Текст:
▼

Политическая история Римской империи - Циркин Юлий Беркович
Пятый этап, совпадающий по времени с кризисом и падением Римской республики, принципиально нового в имперскую (или лучше империалистическую) политику Рима ничего не принес. Можно лишь говорить, что путь прямой аннексии стал не просто предпочтительным, но преобладающим. Но резкое расширение римских владений повлияло и на качество взаимоотношений Рима и провинций. В это время последние, оставаясь бесправными, стали играть все большую роль в экономической и даже политической истории гибнувшей Римской республики. В 30 г. до н. э. Рим аннексировал Египет. Это совпало (разумеется, неслучайно) с фактическим уничтожением республиканского строя и созданием империи уже в полном смысле слова.
Внутренние предпосылки. Бок о бок с расширением римской власти сначала на Италию, а затем и на все Средиземноморье шло созревание внутренних предпосылок создания империи. Римляне всегда гордились тем, что их государство создано не единовременным актом какого-либо выдающегося законодателя, который в принципе не мог охватить все стороны этой проблемы, а усилиями многих поколений видных государственных мужей, что вело к устранению взаимных недостатков и укреплению взаимных достоинств. Да и сама сравнительная постепенность становления Римского государства в их глазах оказывалась залогом его совершенства и вечности. Разумеется, в практической жизни, как признавали сами римляне, по различным, главным образом моральным, причинам римская государственная машина порой давала сбой, но в таком случае надо было принять меры по его ликвидации, а лучшим путем для этого было возвращение к «нравам предков».
В IV в. до н. э. Аристотель классифицировал различные государства, установив шесть их типов: три «правильных» (монархия, аристократия и политая) и три «неправильных» (тирания, олигархия и демократия), причем каждый «неправильный» тип есть вырождение соответствующего «правильного». Во II в. до н. э. Полибий пересмотрел эту классификацию. Сохранив ее основные черты, он выдвинул идею, что каждый тип государства имеет недостатки, в конце концов ведущие к его крушению. Залогом же величия является такое государство, в котором существуют признаки всех трех аристотелевских «правильных» типов — монархии, аристократии и демократии (последняя у него заменила политию Аристотеля). И такой смешанный тип он надел в Римской республике, полагая, что именно это и стало причиной подчинения Риму большей части известного на тот момент мира. Полибий пишет: «В государстве римлян были все три власти… причем все было распределено между отдельными властями и при помощи их было устроено столь равномерно и правильно, что никто, даже из туземцев, не мог бы решить, аристократическое ли было все правление в совокупности, или демократическое, или монархическое.

▲

Исходный материал:
▼

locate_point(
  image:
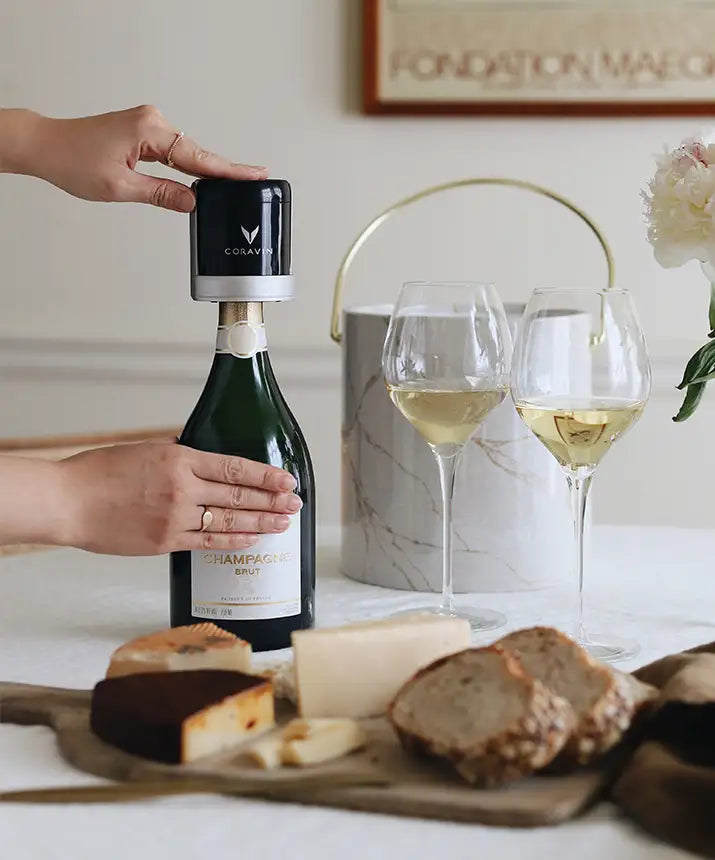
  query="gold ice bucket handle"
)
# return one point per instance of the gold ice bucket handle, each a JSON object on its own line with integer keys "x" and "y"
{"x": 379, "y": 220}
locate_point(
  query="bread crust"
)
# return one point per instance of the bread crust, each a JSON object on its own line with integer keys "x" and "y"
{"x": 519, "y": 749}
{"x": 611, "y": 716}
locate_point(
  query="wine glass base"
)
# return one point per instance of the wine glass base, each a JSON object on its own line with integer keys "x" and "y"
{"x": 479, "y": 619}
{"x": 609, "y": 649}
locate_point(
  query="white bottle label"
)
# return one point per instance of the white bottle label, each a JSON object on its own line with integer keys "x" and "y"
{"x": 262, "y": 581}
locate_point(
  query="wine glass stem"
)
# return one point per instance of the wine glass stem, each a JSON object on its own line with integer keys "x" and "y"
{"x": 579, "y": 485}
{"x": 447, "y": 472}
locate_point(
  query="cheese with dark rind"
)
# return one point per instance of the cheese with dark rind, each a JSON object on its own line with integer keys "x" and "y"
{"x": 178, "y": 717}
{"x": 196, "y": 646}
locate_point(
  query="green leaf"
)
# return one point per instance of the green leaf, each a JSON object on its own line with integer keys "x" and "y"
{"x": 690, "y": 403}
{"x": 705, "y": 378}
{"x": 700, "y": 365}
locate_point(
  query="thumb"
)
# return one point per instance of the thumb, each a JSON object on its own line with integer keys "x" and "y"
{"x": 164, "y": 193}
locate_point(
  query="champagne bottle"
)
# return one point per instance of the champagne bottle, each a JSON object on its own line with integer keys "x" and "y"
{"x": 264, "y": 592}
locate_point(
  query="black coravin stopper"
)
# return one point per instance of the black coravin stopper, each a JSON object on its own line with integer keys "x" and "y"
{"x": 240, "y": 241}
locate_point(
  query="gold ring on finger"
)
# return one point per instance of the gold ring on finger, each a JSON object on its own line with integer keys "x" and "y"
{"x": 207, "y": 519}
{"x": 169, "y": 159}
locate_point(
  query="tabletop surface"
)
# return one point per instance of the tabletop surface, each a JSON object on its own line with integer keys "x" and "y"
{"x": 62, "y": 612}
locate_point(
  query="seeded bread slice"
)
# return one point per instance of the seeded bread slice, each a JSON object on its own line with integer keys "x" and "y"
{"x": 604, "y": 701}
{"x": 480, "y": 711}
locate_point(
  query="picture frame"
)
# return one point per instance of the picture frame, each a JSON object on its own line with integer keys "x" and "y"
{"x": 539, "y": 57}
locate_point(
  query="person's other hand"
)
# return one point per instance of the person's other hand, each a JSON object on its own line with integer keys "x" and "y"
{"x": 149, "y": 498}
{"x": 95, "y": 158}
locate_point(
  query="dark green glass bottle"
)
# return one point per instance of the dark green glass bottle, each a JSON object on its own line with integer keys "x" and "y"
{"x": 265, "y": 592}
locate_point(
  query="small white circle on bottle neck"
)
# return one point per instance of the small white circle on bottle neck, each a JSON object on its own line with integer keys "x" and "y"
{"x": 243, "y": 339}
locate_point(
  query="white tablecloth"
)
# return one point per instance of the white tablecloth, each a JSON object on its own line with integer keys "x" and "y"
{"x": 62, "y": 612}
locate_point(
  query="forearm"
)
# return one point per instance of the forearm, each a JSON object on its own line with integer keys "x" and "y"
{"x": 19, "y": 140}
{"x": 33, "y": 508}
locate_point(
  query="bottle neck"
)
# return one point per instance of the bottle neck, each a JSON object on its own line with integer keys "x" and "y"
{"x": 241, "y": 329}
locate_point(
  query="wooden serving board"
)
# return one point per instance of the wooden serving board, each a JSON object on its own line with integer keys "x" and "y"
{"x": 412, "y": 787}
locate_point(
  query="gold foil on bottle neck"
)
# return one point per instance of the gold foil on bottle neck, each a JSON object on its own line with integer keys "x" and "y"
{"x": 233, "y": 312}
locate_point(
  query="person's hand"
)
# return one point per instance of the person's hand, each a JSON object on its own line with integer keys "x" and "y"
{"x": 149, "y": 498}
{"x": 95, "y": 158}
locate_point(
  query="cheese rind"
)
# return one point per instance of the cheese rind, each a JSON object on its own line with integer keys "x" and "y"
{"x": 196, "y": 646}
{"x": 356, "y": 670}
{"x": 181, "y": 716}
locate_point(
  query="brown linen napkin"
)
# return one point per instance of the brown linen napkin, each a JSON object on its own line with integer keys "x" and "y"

▲

Короткое задание 1:
Повторите без изменений отрывок из текста о политической истории Рима от «Политическая история Римской» до «полном смысле слова.».
Короткое задание 2:
В каком году, согласно тексту о политической истории Рима, Рим аннексировал Египет?
Короткое задание 3:
Продолжите текст о политической истории Рима, начав сразу после его последнего предложения.

Результат 1:
Политическая история Римской империи - Циркин Юлий Беркович
Пятый этап, совпадающий по времени с кризисом и падением Римской республики, принципиально нового в имперскую (или лучше империалистическую) политику Рима ничего не принес. Можно лишь говорить, что путь прямой аннексии стал не просто предпочтительным, но преобладающим. Но резкое расширение римских владений повлияло и на качество взаимоотношений Рима и провинций. В это время последние, оставаясь бесправными, стали играть все большую роль в экономической и даже политической истории гибнувшей Римской республики. В 30 г. до н. э. Рим аннексировал Египет. Это совпало (разумеется, неслучайно) с фактическим уничтожением республиканского строя и созданием империи уже в полном смысле слова.

Результат 2:
В 30 г. до н. э.

Результат 3:
В самом деле: если мы сосредоточим внимание на власти консулов, государство покажется вполне монархическим и царским, если на сенате — аристократическим, если, наконец, кто-либо примет во внимание только положение народа, он, наверное, признает римское государство демократией. Вот то значение, каким пользовались тогда и, за немногими исключениями, пользуется до сих пор каждая из их властей в римском государстве». И далее Полибий рассказывает о полномочиях каждой ветви власти. Приблизительно через 100 лет Цицерон в своем трактате «О государстве» («De re publica») также рассуждает о природе римского государства, причем эти рассуждения и вложены в уста Сципиона Эмилиана, друга и покровителя Полибия, что, по-видимому, должно было еще раз подчеркнуть преемственность политологической мысли. Цицероновский Эмилиан (устами которого говорит, разумеется, сам Цицерон) утверждает, что из чистых форм правления он предпочел бы монархию, но сила Рима и состоит в наличии у него смешанного государственного устройства, возникшего не сразу, а в результате деятельности многих поколений римлян.
Современные исследователи в целом отвергают идею о существовании в Риме смешанного типа государства. Говорят о монархической и демократической видимости и об аристократической реальности, что на деле вся основная власть сосредотачивалась в руках сената и сенаторской олигархии. Римский сенат, действительно, не был лишь постоянным органом народного собрания, как это было, например, в Афинах. Он являлся полновластным правительственным органом, реально осуществлявшим верховную власть. Даже теоретически он стоял на одном уровне с римским народом, а фактически был от него совершенно независим. Сенат не избирался, а пополнялся особым образом, в том числе из бывших магистратов. На деле сенаторы образовывали особую, сравнительно небольшую, группу римской аристократии. И это придавало политическому строю Римской республики олигархический характер. Однако сбрасывать со счетов ни демократический, ни монархический элементы римского государства нельзя. Их наличие сыграло огромную роль в создании предпосылок империи.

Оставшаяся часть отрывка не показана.